◆ **PROBLEM**:
From the passage on Geeta Dutt's songs below, reproduce word for word the stretch that begins at "Geeta Dutt’s melancholy" and stops after "only emotion mattered.".

◆ **TEXT SHOWN**:
══════════════════════════════

Geeta Dutt’s melancholy numbers appealed to me the most. I’m listening at this very moment to ‘Mera sundar sapna beet gaya‘, from Do Bhai, Music by SD Burman. The song is in Raag Bilawal and Annu Kapoor reminded me this morning, as I tuned into his radio show Suhaana Safar with Annu Kappor on my way to work, that the song was Geeta’s (she was then Geeta Roy) first solo break in 1947. Other favourites continue to be ‘Koi door se Aawaz de, Chale Aao..‘ from Sahib, Bibi aur Ghulam (1962, Music by Hemant Kumar, Lyricist Shakeel Badayuni) and ‘Kaise koi jeeye‘(1964, Baadbaan, Music also by Hemant da) . The desolation and desperation that Geeta Dutt could bring into her voice left everything else far behind and took me, even then when I was not yet ten, into a very different world. A world where only emotion mattered.

══════════════════════════════

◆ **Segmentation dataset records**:
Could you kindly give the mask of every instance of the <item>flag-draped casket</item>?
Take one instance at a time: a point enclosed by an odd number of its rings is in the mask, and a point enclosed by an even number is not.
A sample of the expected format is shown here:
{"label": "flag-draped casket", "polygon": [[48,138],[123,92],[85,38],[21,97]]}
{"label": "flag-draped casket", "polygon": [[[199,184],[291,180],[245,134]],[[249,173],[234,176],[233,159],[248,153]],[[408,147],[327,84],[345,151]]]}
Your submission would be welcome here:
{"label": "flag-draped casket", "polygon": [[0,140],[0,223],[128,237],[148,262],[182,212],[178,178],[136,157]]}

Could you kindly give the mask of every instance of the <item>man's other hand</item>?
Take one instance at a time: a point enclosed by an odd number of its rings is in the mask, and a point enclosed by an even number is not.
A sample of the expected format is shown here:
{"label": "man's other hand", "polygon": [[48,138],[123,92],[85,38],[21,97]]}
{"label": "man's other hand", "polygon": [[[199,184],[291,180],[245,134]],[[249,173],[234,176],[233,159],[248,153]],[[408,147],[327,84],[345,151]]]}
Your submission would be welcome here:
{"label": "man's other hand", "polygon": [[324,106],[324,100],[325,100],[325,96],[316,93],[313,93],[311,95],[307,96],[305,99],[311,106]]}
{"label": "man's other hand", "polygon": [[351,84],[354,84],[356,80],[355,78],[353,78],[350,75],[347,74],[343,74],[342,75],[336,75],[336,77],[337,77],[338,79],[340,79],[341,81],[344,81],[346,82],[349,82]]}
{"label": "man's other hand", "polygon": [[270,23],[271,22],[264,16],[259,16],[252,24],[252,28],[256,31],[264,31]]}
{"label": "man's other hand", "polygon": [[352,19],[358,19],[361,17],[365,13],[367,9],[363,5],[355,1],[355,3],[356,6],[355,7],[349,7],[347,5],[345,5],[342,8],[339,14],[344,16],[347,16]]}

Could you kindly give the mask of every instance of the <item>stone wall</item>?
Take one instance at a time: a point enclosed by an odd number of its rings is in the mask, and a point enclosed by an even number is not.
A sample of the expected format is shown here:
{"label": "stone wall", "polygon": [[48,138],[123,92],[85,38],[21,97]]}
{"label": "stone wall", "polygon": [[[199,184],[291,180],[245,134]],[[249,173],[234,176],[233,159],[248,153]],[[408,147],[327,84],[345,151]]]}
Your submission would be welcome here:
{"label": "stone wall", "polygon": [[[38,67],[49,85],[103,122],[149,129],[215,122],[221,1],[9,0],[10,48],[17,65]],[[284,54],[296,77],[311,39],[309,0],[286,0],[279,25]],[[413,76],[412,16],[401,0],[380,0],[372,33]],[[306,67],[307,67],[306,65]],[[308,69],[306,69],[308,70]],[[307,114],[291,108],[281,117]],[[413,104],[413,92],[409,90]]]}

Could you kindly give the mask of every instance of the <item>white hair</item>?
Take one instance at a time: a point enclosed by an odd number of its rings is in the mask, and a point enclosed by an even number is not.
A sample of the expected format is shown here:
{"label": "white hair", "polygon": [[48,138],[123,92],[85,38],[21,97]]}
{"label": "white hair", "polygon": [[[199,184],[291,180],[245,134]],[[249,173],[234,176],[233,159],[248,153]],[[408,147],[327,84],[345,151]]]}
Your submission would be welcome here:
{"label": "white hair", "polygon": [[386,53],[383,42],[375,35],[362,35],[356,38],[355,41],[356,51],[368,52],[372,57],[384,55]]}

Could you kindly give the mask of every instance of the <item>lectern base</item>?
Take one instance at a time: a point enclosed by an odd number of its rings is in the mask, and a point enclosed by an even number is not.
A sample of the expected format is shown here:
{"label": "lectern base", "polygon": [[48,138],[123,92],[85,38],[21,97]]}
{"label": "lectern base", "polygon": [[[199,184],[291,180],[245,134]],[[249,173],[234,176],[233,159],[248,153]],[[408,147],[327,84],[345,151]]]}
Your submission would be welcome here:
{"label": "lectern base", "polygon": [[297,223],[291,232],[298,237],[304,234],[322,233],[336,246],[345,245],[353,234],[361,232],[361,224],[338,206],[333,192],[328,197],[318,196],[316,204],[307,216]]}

══════════════════════════════

◆ **RESPONSE TO THIS EXERCISE**:
Geeta Dutt’s melancholy numbers appealed to me the most. I’m listening at this very moment to ‘Mera sundar sapna beet gaya‘, from Do Bhai, Music by SD Burman. The song is in Raag Bilawal and Annu Kapoor reminded me this morning, as I tuned into his radio show Suhaana Safar with Annu Kappor on my way to work, that the song was Geeta’s (she was then Geeta Roy) first solo break in 1947. Other favourites continue to be ‘Koi door se Aawaz de, Chale Aao..‘ from Sahib, Bibi aur Ghulam (1962, Music by Hemant Kumar, Lyricist Shakeel Badayuni) and ‘Kaise koi jeeye‘(1964, Baadbaan, Music also by Hemant da) . The desolation and desperation that Geeta Dutt could bring into her voice left everything else far behind and took me, even then when I was not yet ten, into a very different world. A world where only emotion mattered.